#### [What you have to do]
Make an exact copy of the entries, and keep any pictures out of it.

— Start of Given data —

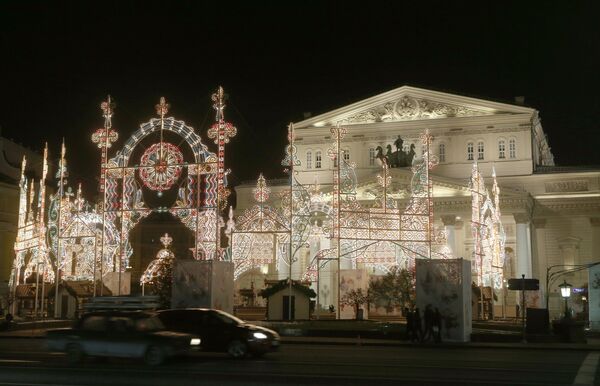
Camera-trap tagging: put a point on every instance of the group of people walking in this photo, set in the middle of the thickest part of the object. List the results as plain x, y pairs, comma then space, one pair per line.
432, 330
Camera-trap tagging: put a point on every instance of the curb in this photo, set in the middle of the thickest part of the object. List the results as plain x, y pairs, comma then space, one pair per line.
489, 345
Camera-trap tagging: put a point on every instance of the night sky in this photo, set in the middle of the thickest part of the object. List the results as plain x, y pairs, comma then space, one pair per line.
278, 60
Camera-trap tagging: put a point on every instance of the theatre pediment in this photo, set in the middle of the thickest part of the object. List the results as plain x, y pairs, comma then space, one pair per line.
410, 103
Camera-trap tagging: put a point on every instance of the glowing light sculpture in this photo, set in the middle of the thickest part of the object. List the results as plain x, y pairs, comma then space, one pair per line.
488, 231
257, 233
157, 266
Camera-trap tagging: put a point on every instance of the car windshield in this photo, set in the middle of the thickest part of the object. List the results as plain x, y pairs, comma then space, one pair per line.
149, 324
227, 318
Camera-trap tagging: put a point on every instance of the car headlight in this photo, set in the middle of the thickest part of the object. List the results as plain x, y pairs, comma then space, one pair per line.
259, 335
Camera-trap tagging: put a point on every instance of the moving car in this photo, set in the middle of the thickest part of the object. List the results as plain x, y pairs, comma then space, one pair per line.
124, 334
221, 332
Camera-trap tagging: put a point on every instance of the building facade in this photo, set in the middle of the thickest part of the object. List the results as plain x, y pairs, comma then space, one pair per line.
550, 214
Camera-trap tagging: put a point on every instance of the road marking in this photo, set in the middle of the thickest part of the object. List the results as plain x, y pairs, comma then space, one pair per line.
587, 371
17, 361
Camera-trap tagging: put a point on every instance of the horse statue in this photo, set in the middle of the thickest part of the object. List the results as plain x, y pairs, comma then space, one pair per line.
398, 158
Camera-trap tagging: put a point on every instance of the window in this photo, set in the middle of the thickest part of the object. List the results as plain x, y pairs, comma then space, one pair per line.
501, 149
442, 152
512, 148
470, 151
372, 156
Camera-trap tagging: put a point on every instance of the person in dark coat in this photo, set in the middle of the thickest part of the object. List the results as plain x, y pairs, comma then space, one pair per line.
437, 325
409, 323
417, 329
428, 334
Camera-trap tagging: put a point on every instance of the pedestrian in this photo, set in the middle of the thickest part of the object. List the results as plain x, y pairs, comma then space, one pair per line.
417, 328
428, 334
437, 325
409, 323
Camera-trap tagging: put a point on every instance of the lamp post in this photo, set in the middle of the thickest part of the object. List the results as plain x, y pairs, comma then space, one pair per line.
565, 292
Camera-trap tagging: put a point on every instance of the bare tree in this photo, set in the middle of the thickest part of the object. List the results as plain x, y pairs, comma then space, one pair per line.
395, 289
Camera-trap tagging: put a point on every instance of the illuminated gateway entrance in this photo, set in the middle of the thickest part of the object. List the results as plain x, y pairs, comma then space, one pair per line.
163, 170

— End of Given data —

#### [Task response]
Camera-trap tagging: put a point on every instance of the group of people walking in this photo, set in the middle of the thickest part of the object. List the results as plain x, y pairs, comma then space, one pair per line.
432, 330
Camera-trap tagging: put a point on every instance of the curb in this photo, set in the middle of the thickest part of the object. List the results as plain x, y pairs, comma then space, one pair per line.
489, 345
Camera-trap tagging: put a point on every instance of the night sky in this photo, set in the middle of the thickest part of the object. List the results as plain x, y pairs, comma then space, one pair per line.
278, 60
Camera-trap tagging: put a point on every instance of the theatre pediment in this photo, set in the middle of the thickest part of the object. List the results as plain x, y pairs, comma then space, one pair per line.
410, 103
Camera-trap tagging: put a point on every instance of the glowing light sculpture in this photo, set in the middle of the thickest part of the object. List the results as plain x, y pairs, comma then space, one pair per line.
488, 231
257, 233
157, 266
Camera-trap tagging: put a point on every instance of the car windshield in this photo, set in the middle of the thickest part of the object. List the results as plain x, y pairs, comma then space, one pair per line.
149, 324
227, 318
Camera-trap tagging: put a point on every instance of the car headlight in this photo, set in the middle of the thickest part of the object. List the results as plain x, y pairs, comma then space, one pair per line.
259, 335
Camera-trap tagging: put a point on every instance of the moving car in this photo, set in the middle of the thickest part of the object. List the results as plain x, y pairs, comma then space, one pair per line.
124, 334
221, 332
Camera-trap tagging: put a point on every instance of the building facade in this photo, set in the middle of the thickest part of the object. List the results as plain x, y pairs, comma then space, one pair per line.
550, 214
Camera-trap tagging: put a point on every instance of the road marking in this photo, set in the middle of the thickest part of the object. List the results as plain x, y pairs, comma then space, one pair per line.
587, 371
17, 361
Camera-trap tagging: put a point on every instance of the horse statue in this photo, set in the middle of the thickest part of the object. List the results as plain x, y pairs, comma then space, one pair per line.
398, 158
Camera-trap tagging: put a point on every instance of the window in this photo, set in the middle of the thickest part of the object. List the results as plain x, y pairs, comma then space, one pair per line.
501, 149
442, 152
512, 148
470, 151
372, 156
Camera-trap tagging: put a point on every instance of the person in dark coat in this photo, set in the middle of the thickest part of the object. List the results as plain x, y pairs, comma then space, one pair per line.
437, 325
409, 323
417, 329
428, 334
Camera-trap tagging: put a point on every instance of the pedestrian in this photo, set in the middle of the thickest part of the object. List the results as plain x, y pairs, comma then space, one pair per line.
417, 328
428, 334
437, 325
409, 323
Camera-trap tagging: put a point on every instance of the lamp post in this photo, set in the middle of the thickest part of the object. List the results as plain x, y pairs, comma then space, one pair per line.
565, 292
Camera-trap tagging: put a point on every instance of the bare tree in this photo, set in the middle of the thickest part of the object. List the results as plain x, y pairs, comma then space, one pair per line.
395, 289
Camera-trap tagging: put a point on every instance of the illuminated gateway entrance in this photo, set in the middle of the thickest part of the object. List the results as plain x, y pairs, comma then space, one pair per line.
163, 170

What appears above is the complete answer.